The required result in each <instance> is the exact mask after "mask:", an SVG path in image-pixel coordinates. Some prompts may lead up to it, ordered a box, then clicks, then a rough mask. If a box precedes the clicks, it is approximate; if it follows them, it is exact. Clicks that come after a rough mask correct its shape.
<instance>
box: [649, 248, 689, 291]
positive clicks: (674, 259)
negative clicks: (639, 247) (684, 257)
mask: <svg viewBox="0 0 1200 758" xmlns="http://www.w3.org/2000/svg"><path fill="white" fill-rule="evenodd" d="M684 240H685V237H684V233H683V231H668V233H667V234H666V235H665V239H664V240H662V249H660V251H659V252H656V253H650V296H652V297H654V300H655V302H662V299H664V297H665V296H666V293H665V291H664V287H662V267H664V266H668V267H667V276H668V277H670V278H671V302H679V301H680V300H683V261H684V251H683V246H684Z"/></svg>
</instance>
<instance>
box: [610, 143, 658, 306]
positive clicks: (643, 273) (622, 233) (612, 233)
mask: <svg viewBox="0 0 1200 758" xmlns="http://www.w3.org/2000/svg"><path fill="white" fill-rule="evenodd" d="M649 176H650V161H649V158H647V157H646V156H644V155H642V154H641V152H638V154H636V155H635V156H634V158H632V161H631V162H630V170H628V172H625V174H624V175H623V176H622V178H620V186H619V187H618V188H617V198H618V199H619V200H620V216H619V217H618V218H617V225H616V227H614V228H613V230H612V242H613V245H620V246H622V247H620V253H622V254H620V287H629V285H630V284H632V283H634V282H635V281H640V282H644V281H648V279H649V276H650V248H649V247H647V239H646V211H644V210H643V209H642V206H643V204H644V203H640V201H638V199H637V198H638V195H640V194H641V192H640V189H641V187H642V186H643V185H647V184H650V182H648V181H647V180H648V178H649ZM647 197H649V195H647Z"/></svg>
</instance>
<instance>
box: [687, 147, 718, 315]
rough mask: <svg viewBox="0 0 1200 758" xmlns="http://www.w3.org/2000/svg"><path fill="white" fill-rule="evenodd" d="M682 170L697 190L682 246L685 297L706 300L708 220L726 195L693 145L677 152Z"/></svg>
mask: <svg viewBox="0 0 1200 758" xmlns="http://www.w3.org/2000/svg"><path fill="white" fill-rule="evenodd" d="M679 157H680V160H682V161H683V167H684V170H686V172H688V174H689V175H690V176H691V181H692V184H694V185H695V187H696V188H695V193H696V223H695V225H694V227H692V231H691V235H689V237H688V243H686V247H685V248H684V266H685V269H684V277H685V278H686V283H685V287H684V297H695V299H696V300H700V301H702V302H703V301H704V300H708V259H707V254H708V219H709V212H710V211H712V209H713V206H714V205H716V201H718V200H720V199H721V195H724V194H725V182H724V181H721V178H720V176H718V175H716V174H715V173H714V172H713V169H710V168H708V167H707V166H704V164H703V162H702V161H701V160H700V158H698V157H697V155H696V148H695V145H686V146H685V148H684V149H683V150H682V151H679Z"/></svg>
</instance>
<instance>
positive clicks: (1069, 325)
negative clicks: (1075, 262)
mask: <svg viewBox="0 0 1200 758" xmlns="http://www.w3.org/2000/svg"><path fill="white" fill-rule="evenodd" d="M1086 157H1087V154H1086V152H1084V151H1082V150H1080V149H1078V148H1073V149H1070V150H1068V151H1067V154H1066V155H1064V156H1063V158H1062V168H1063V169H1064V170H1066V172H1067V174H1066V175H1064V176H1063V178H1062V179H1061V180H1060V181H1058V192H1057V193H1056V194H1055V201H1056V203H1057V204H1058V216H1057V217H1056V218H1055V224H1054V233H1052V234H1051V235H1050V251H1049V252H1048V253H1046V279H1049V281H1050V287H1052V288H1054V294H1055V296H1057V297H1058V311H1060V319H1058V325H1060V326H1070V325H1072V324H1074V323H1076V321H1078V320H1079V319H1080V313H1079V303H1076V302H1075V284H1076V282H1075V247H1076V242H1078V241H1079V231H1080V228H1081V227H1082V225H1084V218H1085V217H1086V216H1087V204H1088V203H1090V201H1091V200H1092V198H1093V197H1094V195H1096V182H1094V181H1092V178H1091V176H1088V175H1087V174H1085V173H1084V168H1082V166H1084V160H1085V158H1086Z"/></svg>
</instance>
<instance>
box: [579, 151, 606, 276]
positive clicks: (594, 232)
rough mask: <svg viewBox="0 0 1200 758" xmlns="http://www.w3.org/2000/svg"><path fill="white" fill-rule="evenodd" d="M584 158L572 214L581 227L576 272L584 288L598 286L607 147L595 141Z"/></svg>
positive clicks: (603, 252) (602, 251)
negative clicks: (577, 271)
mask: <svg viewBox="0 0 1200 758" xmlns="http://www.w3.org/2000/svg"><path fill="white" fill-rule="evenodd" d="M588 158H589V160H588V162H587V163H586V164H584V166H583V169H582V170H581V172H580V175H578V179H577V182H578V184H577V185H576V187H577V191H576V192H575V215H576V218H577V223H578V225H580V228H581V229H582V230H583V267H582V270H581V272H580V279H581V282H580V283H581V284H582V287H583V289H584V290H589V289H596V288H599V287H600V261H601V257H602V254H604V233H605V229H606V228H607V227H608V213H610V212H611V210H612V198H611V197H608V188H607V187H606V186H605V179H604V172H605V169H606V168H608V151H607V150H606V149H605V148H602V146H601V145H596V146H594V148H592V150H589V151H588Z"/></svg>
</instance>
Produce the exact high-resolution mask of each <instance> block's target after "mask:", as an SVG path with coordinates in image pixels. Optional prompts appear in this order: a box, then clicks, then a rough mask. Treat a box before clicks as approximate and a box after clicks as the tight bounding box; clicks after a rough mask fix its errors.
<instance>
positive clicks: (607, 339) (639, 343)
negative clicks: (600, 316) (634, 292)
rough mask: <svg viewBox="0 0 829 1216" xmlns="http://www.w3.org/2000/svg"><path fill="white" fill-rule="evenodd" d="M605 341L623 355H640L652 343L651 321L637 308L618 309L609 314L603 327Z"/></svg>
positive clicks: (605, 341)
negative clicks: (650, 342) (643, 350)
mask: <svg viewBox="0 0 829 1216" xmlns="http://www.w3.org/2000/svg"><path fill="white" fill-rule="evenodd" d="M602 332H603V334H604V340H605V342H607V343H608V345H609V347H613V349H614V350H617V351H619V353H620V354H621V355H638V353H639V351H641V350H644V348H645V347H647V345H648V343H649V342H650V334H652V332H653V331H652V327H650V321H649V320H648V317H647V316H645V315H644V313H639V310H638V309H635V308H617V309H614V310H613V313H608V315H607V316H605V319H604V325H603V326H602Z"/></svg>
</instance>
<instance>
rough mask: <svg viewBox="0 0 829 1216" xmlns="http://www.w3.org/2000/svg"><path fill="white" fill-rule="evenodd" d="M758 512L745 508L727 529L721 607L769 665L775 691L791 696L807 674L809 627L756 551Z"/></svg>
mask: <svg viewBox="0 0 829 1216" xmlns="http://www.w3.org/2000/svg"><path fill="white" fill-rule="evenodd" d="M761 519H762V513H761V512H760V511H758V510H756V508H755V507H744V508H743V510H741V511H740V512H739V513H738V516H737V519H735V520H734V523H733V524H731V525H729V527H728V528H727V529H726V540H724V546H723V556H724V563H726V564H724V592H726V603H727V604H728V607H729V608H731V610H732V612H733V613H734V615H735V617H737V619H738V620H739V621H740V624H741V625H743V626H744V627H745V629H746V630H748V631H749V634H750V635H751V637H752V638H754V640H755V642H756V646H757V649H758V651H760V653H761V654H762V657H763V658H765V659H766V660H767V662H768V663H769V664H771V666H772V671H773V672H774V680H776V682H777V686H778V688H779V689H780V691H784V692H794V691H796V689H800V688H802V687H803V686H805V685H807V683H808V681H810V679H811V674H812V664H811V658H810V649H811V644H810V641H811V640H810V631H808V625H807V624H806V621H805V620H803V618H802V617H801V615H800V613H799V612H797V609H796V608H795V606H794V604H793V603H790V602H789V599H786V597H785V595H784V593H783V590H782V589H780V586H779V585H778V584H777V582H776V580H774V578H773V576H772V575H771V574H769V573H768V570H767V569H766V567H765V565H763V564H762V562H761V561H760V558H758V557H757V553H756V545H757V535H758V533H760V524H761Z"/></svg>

__EXERCISE__. Using the entries above, quote each line verbatim from the first through the line that contains "box: [687, 147, 718, 315]".

__WRITTEN SOLUTION__.
The required result in each <instance> is the exact mask after "mask:", an SVG path in image-pixel coordinates. Some prompts may lead up to it, ordered a box, then clicks, then a rough mask. If a box precedes the clicks, it is approximate; if it follows them, it is exact. Clicks that come after a rough mask correct its shape.
<instance>
box: [649, 248, 689, 291]
positive clicks: (674, 259)
negative clicks: (639, 247) (684, 257)
mask: <svg viewBox="0 0 1200 758" xmlns="http://www.w3.org/2000/svg"><path fill="white" fill-rule="evenodd" d="M684 240H685V237H684V233H683V231H668V233H667V234H666V235H665V239H664V240H662V249H660V251H659V252H656V253H650V296H652V297H654V300H655V302H662V299H664V297H665V296H666V293H665V291H664V287H662V267H664V266H668V267H667V276H668V277H670V278H671V302H679V301H680V300H683V261H684V251H683V246H684Z"/></svg>
</instance>
<instance>
box: [610, 143, 658, 306]
positive clicks: (643, 273) (622, 233) (612, 233)
mask: <svg viewBox="0 0 1200 758" xmlns="http://www.w3.org/2000/svg"><path fill="white" fill-rule="evenodd" d="M649 176H650V161H649V158H647V157H646V156H644V155H642V154H641V152H638V154H636V155H635V156H634V158H632V161H631V162H630V170H628V172H625V174H624V175H623V176H622V178H620V186H619V187H618V188H617V198H618V199H619V200H620V216H619V217H618V218H617V225H616V227H614V228H613V230H612V242H613V245H620V246H622V247H620V253H622V254H620V287H629V285H630V284H632V283H634V282H635V281H640V282H644V281H648V279H649V276H650V248H649V247H647V239H646V211H644V210H643V209H642V206H643V204H644V203H640V201H638V199H637V198H638V195H640V194H641V192H640V189H641V187H642V186H643V185H647V184H650V182H648V181H647V180H648V178H649ZM647 197H649V195H647Z"/></svg>
</instance>
<instance>
box: [687, 147, 718, 315]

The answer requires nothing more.